Since only part of the material below is wanted, output exactly the lines from the one with "Query: bamboo skewer" up to and including the one with "Query: chicken piece".
********
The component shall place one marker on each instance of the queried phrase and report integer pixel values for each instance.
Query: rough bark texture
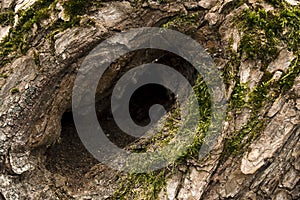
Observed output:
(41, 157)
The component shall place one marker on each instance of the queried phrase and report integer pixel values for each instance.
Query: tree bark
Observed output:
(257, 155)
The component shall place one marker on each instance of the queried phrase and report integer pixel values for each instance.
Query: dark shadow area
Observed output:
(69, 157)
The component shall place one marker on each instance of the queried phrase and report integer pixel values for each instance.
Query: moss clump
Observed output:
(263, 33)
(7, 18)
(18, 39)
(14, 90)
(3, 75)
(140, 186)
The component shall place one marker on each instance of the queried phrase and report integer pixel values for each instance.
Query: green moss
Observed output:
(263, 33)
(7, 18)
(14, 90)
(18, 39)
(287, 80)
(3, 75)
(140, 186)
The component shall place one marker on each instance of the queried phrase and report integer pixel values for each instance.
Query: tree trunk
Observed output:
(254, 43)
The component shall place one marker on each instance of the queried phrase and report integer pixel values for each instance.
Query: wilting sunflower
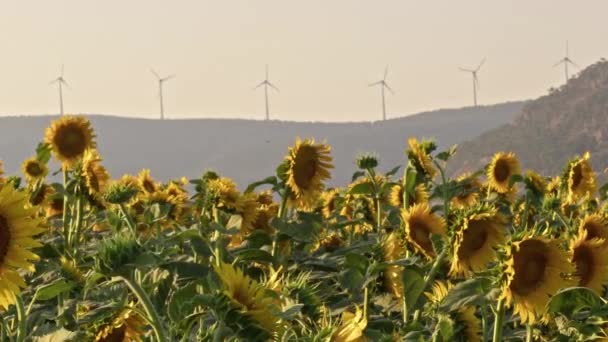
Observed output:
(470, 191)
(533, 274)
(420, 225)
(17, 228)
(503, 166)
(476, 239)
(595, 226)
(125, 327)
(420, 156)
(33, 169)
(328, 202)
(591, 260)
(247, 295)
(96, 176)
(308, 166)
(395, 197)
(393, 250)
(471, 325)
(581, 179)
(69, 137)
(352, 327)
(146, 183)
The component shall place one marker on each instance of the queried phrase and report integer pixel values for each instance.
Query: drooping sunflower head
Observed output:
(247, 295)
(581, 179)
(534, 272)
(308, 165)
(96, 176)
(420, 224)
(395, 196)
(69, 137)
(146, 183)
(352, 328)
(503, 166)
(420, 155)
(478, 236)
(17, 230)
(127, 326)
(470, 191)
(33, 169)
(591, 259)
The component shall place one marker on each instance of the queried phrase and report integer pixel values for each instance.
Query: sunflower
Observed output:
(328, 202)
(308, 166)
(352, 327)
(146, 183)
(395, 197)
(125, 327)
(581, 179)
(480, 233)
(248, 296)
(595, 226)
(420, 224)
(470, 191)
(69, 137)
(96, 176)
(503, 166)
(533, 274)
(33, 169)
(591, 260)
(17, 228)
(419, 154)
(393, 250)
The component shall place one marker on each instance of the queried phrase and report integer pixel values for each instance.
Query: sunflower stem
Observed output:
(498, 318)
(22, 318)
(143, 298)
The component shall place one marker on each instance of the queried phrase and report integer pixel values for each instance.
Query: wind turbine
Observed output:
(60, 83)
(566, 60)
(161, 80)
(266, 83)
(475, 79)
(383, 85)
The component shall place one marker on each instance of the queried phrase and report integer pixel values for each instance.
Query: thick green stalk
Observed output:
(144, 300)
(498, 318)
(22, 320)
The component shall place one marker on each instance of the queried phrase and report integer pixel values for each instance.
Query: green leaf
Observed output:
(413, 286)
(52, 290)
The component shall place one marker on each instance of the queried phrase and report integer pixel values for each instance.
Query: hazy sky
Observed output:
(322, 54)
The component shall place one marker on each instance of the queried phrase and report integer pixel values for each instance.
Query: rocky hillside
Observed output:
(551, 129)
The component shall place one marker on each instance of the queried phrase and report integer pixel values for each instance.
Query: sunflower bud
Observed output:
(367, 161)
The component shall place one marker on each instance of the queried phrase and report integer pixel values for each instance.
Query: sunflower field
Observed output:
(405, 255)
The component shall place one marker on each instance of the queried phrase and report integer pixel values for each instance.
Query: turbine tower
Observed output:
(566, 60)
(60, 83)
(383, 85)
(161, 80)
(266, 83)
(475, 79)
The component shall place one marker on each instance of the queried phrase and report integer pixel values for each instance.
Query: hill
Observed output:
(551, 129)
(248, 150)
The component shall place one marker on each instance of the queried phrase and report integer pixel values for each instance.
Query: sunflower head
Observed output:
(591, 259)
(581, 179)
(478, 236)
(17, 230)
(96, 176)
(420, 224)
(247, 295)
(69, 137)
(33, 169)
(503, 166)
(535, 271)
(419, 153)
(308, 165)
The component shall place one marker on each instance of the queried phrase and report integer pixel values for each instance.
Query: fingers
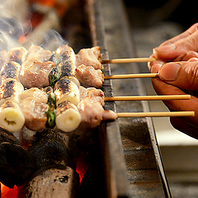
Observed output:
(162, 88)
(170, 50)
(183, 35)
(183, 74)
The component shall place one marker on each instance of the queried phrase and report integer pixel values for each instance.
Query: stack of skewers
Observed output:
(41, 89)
********
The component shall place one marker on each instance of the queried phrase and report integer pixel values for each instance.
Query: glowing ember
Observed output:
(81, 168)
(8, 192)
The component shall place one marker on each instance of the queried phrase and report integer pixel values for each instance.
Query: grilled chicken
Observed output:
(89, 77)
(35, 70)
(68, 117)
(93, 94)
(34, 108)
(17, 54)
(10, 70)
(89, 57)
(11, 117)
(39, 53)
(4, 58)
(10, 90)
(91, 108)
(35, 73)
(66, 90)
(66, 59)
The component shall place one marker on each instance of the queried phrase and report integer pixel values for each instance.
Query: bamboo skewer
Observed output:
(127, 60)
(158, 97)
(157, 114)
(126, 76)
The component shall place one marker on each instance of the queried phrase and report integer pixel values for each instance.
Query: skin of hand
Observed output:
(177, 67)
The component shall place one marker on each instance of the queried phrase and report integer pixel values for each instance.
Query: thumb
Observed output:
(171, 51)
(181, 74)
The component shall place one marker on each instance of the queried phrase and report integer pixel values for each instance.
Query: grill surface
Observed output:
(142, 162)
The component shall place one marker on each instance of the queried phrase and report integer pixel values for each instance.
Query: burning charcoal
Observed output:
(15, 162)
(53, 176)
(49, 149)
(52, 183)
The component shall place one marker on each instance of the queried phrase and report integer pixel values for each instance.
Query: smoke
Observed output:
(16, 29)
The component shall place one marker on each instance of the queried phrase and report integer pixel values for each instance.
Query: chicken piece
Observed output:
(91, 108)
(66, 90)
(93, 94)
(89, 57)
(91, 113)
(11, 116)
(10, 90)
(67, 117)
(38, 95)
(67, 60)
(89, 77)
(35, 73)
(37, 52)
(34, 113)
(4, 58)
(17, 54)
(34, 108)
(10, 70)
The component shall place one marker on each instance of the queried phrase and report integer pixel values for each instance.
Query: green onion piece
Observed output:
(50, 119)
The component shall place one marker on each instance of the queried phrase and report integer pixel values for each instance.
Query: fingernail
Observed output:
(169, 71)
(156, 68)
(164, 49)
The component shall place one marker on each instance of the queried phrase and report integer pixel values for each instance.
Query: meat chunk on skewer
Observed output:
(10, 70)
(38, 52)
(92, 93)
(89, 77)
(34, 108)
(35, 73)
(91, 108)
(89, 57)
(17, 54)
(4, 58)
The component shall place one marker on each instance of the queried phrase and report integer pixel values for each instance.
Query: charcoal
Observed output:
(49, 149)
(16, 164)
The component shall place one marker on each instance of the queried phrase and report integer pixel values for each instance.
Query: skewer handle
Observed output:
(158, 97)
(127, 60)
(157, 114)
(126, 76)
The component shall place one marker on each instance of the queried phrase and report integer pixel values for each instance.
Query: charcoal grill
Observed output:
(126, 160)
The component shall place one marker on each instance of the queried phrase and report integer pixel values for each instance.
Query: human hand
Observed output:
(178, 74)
********
* _Answer to this task_
Query: bamboo skewer
Observed output:
(127, 60)
(158, 97)
(157, 114)
(126, 76)
The component shall place one marker on each instance of the queried phrase and report integer pixel values for each instance.
Query: skin of hand
Observed output:
(177, 67)
The component shall place one marker on each instance of the queried phrase and report integer pixel values for each instance.
Query: thumb
Observed output:
(171, 51)
(181, 74)
The component shall place one marker on each instance of the queried phrase and report integer pixel values for each instance.
Query: grill surface
Observed output:
(142, 162)
The component shall place one marker on each instance of the queried phrase and report integer pixel values for each instance.
Query: burning charcoal
Observed output:
(15, 162)
(53, 176)
(49, 149)
(52, 183)
The component shall place one marker on each instance of the queried phrase and report integer pixel values for each instance.
Query: smoke
Observed output:
(16, 29)
The component shall place one marker on each instance of the queried phrase and report integer pixel values for each instance.
Query: chicken piece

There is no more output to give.